[DATASET RECORDS]

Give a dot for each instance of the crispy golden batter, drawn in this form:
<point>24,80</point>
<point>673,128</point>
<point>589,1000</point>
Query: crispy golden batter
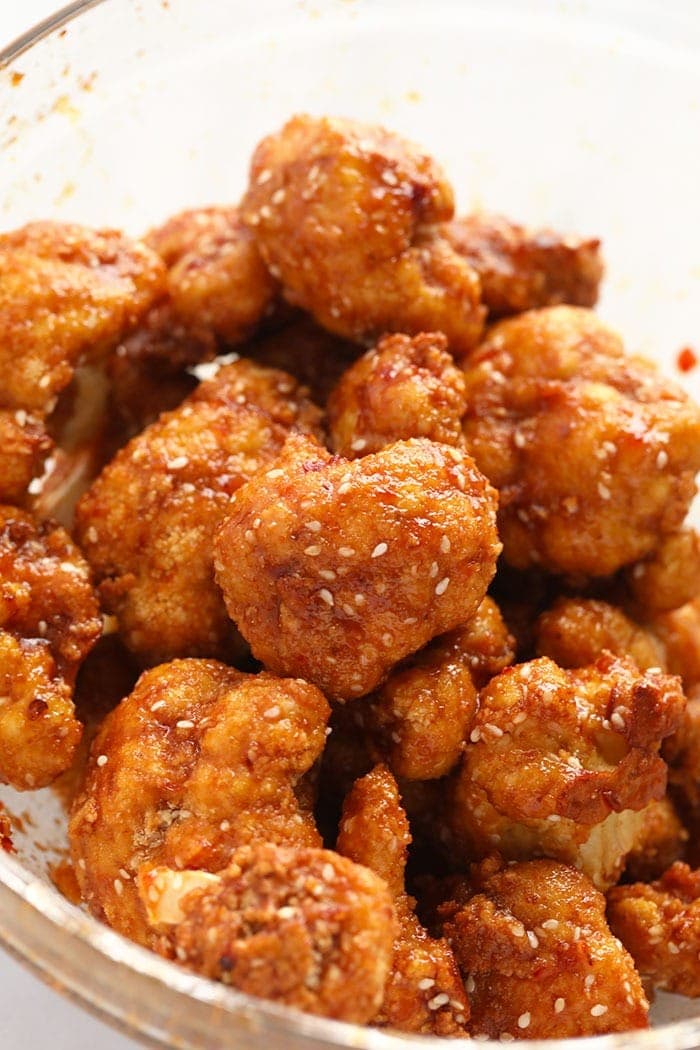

[/DATASET RECORDS]

Give again, exactly as written, the lines from the one with "<point>24,80</point>" through the last line of the entries above, but skip the pictures.

PROBLEM SOLUTION
<point>24,80</point>
<point>673,128</point>
<point>589,1000</point>
Query: crispy golden batter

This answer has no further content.